Implementations of these methods are available for free online.

[9] Actually, the authors say "best approximated by", which is a disingenuous hedge. What does it mean to "approximate" here, and how bad must the approximation be to be considered unreasonable? If the goal is poetry, then maybe approximations like the one they use are okay, but if the goal is science, we should strive for more precise and more meaningful statements.

[10] If they'd wanted to do it right, then they would have used standard, trustworthy tools for comparing their two models, such as a likelihood ratio test.

[11] A colleague of mine asked me why I didn't write this up as an official "Comment" for *Science*. My response was basically that I didn't think it would make a bit of difference if I did, and it's probably more useful to do it informally here, anyway. My intention is not to trash the Yu *et al.* paper, which as I mentioned above has a lot of genuinely good bits in it, but rather to point out that the common practices (i.e., regressions) for analyzing power-law distributions in empirical data are terrible, and that better, more reliable methods both exist and are easy to use. Plus, I haven't blogged in a while, and grumping about power laws is as much a favorite past time of mine as publishing bad power laws apparently is for some people.

posted October 15, 2008 03:18 PM in Scientifically Speaking | permalink

## Comments

Thanks. I love it when I open Google Reader and find some meaty posts!

**QUESTIONS TO ANSWER:**
1/ List the footnote numbers that appear in brackets in the blog excerpt.
2/ Reproduce the blog excerpt verbatim between "[9] Actually, the" and "likelihood ratio test.", inclusive.

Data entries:

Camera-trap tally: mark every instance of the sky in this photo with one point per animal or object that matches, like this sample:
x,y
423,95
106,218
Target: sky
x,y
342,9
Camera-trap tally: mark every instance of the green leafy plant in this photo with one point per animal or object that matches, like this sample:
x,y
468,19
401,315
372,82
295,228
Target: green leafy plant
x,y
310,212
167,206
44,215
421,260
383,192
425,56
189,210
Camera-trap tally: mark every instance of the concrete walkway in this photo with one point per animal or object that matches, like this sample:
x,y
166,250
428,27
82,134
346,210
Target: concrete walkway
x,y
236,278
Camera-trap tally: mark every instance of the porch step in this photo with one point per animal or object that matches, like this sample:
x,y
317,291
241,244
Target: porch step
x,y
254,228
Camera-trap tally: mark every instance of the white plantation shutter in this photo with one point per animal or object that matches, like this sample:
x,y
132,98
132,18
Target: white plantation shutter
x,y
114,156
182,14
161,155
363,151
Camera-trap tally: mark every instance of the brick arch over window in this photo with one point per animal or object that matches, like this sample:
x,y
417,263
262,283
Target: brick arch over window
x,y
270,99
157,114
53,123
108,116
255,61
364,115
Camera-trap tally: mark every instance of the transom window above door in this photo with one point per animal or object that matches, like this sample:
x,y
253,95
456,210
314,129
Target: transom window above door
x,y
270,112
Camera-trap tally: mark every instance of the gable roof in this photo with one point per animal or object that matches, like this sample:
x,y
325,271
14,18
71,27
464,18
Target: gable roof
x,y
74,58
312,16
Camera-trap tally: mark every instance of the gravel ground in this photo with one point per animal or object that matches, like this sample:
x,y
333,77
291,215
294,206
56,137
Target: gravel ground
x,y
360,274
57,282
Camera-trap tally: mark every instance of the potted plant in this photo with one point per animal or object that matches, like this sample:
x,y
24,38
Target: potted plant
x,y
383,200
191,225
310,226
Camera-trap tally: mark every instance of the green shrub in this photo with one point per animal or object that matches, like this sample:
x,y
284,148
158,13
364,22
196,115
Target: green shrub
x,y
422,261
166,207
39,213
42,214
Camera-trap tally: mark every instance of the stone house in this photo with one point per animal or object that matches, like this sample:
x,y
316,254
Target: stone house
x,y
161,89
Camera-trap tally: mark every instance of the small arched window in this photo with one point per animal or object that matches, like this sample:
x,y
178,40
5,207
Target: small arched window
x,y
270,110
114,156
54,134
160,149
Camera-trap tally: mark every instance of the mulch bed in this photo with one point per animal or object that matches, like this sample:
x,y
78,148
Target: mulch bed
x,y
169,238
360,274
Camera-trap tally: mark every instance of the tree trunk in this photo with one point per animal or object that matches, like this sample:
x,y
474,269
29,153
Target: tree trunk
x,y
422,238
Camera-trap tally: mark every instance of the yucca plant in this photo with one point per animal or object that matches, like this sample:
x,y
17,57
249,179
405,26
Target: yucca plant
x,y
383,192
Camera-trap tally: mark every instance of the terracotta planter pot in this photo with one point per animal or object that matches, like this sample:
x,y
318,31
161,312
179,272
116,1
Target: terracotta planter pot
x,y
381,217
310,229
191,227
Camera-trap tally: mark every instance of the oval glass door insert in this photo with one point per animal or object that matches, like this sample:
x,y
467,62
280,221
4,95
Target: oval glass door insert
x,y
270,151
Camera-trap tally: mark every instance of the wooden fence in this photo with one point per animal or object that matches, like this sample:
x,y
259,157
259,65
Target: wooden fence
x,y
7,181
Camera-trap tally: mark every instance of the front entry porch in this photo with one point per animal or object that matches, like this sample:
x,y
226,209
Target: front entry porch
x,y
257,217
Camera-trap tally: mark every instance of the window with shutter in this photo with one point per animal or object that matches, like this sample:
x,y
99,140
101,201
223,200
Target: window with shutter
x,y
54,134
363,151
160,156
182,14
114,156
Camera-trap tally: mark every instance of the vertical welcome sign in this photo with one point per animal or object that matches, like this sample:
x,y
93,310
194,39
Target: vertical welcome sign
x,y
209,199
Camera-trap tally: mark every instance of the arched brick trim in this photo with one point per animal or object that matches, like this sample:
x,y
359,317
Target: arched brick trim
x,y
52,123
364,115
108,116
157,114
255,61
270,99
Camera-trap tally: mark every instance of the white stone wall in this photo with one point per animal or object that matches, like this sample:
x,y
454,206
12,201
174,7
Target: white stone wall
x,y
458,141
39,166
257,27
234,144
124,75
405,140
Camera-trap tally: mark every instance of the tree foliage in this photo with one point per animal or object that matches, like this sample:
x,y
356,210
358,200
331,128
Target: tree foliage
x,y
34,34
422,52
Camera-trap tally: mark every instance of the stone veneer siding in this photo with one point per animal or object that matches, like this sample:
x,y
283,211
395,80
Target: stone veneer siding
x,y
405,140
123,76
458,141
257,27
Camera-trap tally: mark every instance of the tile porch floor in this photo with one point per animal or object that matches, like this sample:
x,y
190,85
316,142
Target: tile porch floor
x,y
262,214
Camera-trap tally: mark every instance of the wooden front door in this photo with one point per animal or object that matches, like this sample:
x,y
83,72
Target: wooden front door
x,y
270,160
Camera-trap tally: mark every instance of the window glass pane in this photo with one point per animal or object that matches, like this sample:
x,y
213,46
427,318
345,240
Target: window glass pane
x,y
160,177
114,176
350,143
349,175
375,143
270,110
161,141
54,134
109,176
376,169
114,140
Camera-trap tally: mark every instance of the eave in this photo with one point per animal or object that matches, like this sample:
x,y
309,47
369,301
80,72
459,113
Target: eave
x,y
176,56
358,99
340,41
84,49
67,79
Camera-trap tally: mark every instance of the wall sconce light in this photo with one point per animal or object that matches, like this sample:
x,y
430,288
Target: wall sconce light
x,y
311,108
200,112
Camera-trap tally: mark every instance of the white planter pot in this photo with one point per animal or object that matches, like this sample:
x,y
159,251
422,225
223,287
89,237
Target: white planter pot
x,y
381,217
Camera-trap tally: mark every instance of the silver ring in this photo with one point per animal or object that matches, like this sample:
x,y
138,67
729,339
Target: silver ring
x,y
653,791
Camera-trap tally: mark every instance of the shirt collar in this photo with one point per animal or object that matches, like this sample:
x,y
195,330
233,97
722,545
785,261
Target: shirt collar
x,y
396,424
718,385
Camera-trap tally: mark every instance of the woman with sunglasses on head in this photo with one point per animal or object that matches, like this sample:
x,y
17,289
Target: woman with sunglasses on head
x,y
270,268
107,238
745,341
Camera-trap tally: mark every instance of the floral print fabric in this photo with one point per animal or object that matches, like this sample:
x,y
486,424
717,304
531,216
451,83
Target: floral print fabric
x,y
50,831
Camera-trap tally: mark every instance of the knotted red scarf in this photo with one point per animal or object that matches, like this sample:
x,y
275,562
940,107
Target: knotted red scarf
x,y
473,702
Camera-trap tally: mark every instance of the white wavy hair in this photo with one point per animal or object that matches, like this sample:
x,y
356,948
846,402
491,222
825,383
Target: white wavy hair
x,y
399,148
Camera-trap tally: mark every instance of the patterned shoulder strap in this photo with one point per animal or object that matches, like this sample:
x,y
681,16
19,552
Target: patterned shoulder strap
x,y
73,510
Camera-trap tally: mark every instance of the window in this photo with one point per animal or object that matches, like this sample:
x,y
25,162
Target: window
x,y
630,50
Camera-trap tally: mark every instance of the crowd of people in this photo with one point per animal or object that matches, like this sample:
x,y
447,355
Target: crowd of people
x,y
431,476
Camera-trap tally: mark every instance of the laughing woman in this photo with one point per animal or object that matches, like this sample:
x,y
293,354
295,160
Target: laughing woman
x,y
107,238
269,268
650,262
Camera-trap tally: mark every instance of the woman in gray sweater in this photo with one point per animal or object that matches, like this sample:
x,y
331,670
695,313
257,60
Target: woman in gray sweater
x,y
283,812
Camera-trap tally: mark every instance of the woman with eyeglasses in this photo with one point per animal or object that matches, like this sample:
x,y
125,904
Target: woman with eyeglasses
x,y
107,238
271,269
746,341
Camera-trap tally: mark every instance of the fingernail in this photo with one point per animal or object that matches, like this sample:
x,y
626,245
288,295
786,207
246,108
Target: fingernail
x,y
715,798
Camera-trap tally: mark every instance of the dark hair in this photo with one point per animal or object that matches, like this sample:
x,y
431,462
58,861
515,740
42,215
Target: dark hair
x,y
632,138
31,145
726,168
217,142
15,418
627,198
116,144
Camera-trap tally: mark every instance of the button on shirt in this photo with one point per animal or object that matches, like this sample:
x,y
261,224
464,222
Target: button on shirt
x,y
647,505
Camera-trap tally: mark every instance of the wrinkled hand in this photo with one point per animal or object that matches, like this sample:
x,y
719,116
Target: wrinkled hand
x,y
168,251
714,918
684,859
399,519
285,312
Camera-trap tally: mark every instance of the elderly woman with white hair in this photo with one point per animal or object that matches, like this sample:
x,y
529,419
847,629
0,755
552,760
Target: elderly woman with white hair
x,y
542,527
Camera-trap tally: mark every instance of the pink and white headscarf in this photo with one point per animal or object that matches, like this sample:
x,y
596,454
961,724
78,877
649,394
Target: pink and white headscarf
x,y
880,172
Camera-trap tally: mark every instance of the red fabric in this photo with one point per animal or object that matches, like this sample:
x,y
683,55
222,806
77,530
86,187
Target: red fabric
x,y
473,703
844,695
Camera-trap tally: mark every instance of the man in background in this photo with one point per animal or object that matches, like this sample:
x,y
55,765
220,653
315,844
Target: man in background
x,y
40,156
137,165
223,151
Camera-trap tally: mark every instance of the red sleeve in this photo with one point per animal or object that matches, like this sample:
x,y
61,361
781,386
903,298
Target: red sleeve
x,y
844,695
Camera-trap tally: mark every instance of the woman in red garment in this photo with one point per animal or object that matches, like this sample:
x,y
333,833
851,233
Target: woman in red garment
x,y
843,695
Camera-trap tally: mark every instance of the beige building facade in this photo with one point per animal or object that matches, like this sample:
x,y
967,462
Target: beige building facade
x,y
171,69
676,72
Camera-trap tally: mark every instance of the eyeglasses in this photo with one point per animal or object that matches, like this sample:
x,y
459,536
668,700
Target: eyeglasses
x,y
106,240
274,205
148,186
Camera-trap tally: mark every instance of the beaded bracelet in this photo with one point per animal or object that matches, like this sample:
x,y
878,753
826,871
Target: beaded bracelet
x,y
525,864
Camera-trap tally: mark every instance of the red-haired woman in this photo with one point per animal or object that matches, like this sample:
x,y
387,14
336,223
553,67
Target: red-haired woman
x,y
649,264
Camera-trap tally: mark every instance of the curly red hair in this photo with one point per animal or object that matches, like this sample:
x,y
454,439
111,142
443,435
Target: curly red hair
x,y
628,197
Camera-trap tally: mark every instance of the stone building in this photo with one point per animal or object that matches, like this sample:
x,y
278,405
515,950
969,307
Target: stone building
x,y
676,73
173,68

**RESULTS OF THE EXERCISE:**
1/ 9, 10, 11

2/
[9] Actually, the authors say "best approximated by", which is a disingenuous hedge. What does it mean to "approximate" here, and how bad must the approximation be to be considered unreasonable? If the goal is poetry, then maybe approximations like the one they use are okay, but if the goal is science, we should strive for more precise and more meaningful statements.

[10] If they'd wanted to do it right, then they would have used standard, trustworthy tools for comparing their two models, such as a likelihood ratio test.